BEGIN Listed records

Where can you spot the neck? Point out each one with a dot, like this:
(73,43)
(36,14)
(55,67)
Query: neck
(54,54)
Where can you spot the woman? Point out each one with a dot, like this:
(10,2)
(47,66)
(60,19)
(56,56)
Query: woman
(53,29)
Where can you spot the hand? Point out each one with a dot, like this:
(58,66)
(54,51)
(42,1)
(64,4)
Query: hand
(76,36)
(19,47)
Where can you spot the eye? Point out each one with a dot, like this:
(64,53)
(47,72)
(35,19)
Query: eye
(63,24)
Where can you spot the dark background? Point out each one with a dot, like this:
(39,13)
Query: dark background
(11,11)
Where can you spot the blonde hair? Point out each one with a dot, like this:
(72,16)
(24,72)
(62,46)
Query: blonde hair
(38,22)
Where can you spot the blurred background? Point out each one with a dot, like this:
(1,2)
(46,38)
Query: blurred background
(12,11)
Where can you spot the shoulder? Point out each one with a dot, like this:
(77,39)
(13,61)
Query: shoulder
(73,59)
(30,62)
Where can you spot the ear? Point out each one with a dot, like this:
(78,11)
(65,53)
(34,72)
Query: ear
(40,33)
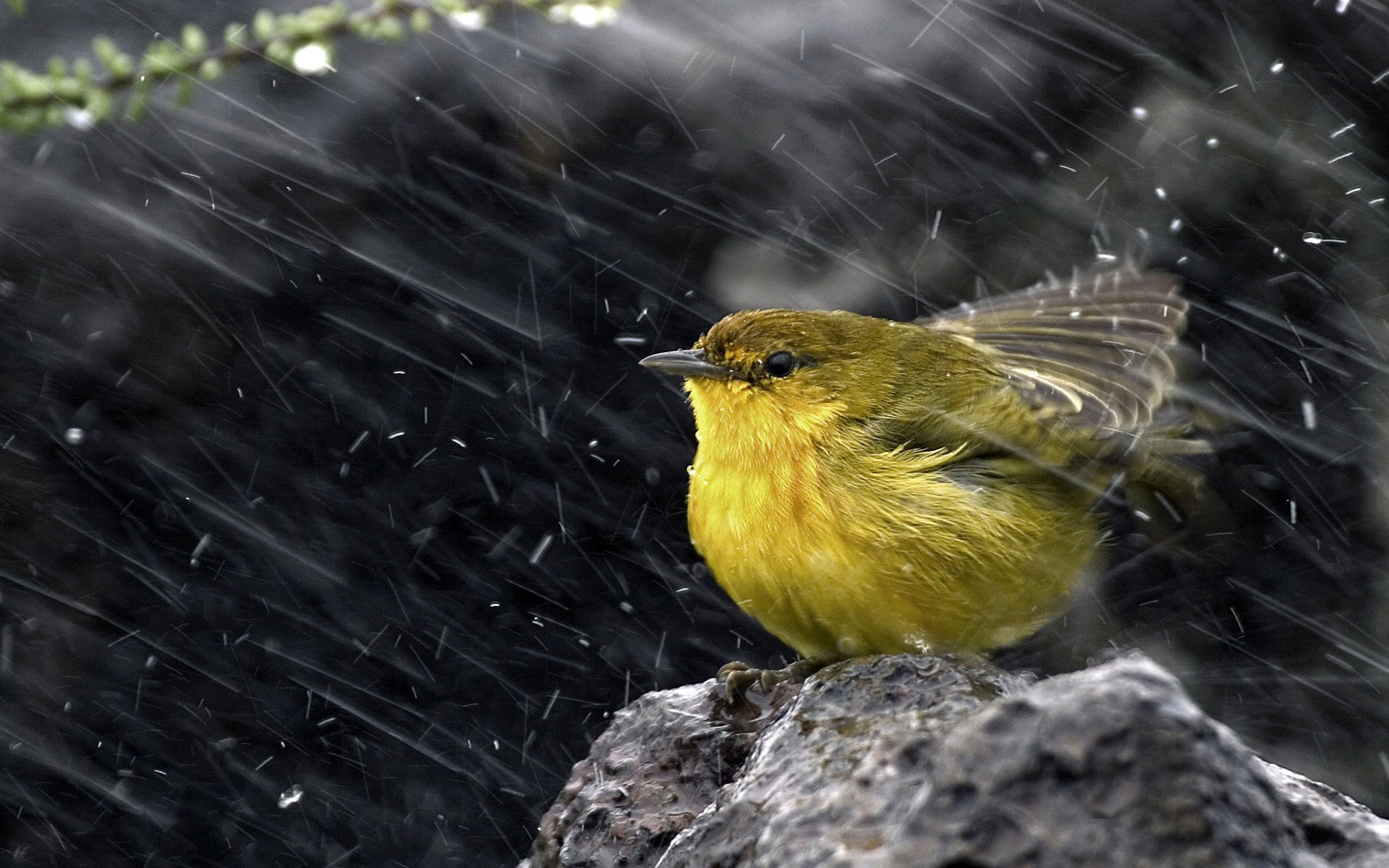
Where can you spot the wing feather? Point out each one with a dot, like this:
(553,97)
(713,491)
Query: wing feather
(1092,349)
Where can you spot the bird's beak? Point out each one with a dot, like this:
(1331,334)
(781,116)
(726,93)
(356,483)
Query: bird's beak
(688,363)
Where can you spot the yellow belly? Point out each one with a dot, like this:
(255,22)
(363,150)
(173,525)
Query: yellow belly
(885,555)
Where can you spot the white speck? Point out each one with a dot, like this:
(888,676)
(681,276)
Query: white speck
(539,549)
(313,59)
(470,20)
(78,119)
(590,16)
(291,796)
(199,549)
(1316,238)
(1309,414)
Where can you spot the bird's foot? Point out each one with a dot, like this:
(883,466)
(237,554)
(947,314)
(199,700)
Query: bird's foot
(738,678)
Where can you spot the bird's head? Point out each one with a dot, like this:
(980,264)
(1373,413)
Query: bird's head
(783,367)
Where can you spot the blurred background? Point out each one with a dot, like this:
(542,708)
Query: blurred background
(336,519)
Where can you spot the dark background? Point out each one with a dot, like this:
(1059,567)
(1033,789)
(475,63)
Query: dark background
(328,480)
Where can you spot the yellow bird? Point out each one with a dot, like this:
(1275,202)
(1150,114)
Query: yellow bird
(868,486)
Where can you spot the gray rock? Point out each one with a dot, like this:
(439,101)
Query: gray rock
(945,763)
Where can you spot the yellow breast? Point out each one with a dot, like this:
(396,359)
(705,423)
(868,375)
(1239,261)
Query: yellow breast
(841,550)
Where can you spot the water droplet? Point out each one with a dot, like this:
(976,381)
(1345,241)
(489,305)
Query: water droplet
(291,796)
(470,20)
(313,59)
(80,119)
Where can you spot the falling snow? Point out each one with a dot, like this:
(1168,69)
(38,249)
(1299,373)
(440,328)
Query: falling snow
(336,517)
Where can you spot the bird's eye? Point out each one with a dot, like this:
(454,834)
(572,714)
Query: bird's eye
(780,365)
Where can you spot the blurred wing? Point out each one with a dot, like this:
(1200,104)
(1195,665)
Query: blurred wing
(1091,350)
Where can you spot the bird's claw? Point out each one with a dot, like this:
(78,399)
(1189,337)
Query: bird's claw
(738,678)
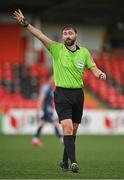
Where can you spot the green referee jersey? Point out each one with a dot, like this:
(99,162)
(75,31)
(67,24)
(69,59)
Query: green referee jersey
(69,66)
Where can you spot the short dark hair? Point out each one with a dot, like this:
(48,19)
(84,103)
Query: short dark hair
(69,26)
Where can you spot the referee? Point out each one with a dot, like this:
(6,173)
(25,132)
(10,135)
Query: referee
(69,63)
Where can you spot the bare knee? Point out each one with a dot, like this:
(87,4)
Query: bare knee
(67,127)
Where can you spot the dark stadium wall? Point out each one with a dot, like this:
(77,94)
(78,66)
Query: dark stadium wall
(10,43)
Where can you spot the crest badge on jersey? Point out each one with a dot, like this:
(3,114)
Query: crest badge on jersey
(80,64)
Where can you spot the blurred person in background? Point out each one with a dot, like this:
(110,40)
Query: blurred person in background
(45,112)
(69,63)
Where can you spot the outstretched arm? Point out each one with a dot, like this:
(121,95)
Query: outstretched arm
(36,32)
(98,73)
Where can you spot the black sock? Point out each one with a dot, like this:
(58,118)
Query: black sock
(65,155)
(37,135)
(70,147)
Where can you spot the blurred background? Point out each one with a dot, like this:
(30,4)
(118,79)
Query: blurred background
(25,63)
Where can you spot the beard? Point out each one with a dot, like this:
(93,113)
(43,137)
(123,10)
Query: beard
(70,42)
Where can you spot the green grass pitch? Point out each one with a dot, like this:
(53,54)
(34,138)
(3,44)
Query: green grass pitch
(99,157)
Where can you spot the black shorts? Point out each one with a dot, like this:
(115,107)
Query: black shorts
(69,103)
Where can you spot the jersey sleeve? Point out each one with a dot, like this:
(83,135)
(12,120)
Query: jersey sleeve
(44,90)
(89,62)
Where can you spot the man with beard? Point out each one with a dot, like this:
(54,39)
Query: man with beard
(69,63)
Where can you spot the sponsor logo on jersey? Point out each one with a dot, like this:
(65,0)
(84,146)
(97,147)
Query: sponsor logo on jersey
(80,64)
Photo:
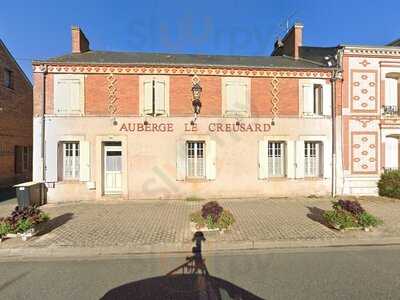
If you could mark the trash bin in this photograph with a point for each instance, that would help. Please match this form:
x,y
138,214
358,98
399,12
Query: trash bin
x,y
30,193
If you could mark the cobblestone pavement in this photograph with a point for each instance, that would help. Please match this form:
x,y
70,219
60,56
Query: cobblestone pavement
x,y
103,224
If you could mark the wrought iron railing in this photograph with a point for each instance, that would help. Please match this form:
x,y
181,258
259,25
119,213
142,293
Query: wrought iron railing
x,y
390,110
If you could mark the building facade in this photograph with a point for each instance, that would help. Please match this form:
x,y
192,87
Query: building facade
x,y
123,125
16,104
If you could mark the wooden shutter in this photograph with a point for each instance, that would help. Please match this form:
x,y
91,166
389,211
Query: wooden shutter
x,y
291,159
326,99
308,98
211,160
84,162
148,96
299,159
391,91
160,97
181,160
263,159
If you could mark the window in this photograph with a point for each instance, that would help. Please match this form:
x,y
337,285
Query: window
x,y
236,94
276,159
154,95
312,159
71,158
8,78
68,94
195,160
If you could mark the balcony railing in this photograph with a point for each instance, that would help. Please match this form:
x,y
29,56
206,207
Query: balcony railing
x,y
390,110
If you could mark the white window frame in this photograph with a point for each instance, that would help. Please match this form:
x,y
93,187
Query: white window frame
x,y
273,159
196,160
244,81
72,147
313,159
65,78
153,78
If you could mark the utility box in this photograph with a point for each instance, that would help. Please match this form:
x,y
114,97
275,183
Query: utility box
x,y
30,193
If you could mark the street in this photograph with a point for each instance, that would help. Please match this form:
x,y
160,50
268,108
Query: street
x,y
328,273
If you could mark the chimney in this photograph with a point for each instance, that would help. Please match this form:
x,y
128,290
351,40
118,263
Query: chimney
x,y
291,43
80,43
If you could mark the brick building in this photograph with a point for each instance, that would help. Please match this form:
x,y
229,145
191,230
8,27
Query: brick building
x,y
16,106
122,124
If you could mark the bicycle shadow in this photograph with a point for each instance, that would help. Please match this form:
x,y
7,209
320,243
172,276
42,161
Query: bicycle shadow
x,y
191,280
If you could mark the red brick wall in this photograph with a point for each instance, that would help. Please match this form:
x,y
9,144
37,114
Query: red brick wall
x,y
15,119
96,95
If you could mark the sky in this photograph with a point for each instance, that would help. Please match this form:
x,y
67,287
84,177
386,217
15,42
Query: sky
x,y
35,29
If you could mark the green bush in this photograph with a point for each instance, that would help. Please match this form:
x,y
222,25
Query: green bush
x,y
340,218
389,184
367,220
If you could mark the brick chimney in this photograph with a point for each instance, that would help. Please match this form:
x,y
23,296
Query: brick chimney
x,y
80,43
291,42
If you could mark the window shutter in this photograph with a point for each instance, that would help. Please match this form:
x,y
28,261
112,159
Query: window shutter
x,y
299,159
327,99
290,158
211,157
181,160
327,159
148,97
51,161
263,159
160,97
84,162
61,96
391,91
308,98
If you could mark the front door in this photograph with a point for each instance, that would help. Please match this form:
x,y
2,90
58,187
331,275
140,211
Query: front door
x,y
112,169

END Listed records
BEGIN Listed records

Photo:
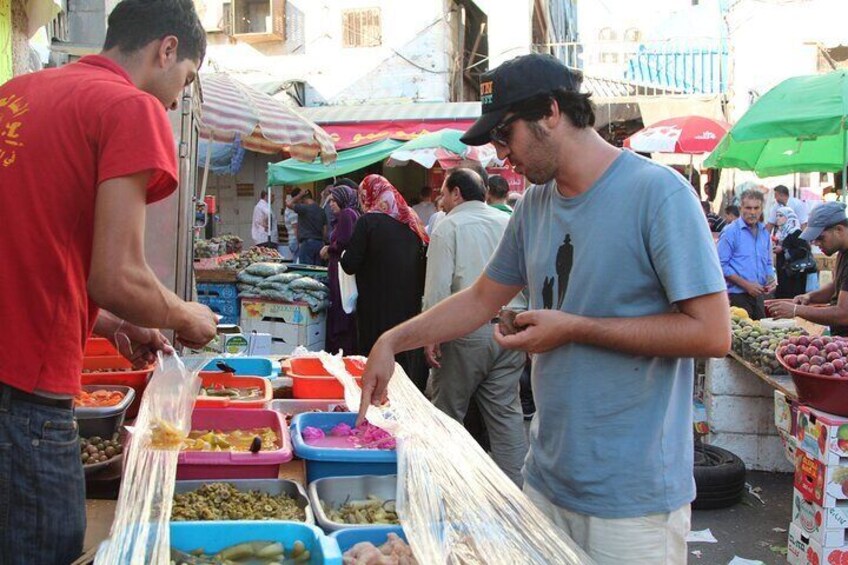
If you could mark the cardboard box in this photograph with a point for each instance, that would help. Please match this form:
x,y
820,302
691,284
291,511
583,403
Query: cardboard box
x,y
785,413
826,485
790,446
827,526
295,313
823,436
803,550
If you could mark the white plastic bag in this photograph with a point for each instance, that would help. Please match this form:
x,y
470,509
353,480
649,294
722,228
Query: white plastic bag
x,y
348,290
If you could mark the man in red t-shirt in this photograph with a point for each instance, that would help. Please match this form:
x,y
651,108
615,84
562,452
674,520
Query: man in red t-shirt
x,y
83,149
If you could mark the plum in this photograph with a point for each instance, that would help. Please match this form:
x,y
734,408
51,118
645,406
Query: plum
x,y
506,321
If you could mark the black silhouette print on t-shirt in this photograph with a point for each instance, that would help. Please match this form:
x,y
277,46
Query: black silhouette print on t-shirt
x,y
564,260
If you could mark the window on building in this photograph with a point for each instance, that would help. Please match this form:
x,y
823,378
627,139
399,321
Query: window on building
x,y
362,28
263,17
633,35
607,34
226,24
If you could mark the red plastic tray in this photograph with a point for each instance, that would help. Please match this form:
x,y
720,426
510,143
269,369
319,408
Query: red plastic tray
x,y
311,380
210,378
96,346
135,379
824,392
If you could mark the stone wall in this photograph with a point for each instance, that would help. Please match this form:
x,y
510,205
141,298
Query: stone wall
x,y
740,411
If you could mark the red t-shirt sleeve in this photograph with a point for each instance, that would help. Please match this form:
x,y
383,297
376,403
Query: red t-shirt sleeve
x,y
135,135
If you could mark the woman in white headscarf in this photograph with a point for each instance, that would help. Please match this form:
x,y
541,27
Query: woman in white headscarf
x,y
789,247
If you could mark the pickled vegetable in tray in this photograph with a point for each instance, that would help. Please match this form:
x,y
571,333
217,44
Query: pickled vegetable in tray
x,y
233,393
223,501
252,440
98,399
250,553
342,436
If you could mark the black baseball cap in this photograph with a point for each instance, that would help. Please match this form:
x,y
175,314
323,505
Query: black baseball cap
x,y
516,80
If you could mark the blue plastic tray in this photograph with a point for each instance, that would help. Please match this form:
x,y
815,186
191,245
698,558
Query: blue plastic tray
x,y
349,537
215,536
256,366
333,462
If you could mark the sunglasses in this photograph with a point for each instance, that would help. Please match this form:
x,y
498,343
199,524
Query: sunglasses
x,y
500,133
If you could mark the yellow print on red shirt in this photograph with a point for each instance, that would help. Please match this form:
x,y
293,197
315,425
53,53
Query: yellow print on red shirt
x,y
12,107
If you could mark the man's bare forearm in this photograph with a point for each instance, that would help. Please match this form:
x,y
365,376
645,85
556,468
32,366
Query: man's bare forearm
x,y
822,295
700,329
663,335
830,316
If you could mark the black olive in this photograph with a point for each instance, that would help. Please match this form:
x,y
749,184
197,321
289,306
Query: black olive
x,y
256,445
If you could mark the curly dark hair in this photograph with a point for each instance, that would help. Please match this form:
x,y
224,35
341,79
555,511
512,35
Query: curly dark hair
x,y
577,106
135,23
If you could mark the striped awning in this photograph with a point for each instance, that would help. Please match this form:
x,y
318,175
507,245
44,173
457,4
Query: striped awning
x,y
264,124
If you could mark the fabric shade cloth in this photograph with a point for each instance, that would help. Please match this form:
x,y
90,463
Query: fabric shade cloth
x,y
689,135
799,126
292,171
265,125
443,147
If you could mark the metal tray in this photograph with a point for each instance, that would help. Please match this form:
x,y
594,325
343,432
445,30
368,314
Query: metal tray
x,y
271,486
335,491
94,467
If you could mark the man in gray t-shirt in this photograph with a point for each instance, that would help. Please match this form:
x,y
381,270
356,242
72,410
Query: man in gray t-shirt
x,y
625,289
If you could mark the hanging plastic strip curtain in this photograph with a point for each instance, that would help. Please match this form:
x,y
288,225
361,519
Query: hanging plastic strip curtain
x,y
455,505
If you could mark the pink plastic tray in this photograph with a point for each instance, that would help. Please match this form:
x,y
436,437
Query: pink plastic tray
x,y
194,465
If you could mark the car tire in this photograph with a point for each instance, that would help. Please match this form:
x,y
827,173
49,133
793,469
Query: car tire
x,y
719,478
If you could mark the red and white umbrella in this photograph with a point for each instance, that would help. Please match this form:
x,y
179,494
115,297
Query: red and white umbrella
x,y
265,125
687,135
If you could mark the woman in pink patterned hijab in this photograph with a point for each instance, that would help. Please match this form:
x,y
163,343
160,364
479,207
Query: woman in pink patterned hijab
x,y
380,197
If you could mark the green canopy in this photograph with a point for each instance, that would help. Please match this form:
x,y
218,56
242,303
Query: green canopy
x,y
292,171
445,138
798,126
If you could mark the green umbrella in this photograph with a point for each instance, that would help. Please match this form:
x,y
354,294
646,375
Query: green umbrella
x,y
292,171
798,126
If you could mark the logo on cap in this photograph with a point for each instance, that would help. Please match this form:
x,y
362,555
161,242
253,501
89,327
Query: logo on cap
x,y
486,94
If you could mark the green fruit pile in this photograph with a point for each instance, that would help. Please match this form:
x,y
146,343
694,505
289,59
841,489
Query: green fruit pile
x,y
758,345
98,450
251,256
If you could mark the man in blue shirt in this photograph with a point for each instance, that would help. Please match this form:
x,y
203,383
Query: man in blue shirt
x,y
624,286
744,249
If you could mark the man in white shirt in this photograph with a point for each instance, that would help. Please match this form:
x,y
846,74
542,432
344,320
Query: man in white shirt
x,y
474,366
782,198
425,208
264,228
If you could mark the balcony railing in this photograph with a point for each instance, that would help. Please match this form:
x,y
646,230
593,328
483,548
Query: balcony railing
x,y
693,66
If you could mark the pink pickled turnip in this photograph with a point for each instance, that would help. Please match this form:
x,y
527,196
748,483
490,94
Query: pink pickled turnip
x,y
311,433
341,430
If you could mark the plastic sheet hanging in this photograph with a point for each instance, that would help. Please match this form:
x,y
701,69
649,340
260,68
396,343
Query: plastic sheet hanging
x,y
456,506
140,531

END Listed records
BEGIN Listed records

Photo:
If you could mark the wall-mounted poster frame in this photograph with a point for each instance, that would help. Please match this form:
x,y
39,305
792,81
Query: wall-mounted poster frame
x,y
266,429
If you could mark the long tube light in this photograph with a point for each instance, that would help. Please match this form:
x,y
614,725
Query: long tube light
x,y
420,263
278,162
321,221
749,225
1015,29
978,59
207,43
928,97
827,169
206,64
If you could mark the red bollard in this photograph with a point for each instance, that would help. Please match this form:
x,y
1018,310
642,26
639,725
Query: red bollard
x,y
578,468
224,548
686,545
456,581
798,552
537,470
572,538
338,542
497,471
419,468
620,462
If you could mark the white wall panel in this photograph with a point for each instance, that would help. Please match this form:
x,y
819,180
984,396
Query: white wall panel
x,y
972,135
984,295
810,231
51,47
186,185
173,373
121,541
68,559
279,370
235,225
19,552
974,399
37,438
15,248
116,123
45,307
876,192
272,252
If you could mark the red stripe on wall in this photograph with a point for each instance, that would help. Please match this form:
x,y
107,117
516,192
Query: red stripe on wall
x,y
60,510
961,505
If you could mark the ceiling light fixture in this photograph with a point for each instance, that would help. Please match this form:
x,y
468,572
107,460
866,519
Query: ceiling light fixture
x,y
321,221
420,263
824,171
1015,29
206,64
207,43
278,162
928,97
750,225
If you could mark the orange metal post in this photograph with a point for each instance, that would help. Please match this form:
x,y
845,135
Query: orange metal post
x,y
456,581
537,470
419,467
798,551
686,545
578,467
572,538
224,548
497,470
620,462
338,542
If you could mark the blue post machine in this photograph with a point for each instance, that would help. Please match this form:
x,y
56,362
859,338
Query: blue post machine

END Listed records

Locate every line in the records above that contains the word "cloth", and copy each of those lines.

* Completed exercise
If you could mark the fabric shade cloth in this photograph with a point for each instance, that would help. Please match this form:
Query: fabric shade cloth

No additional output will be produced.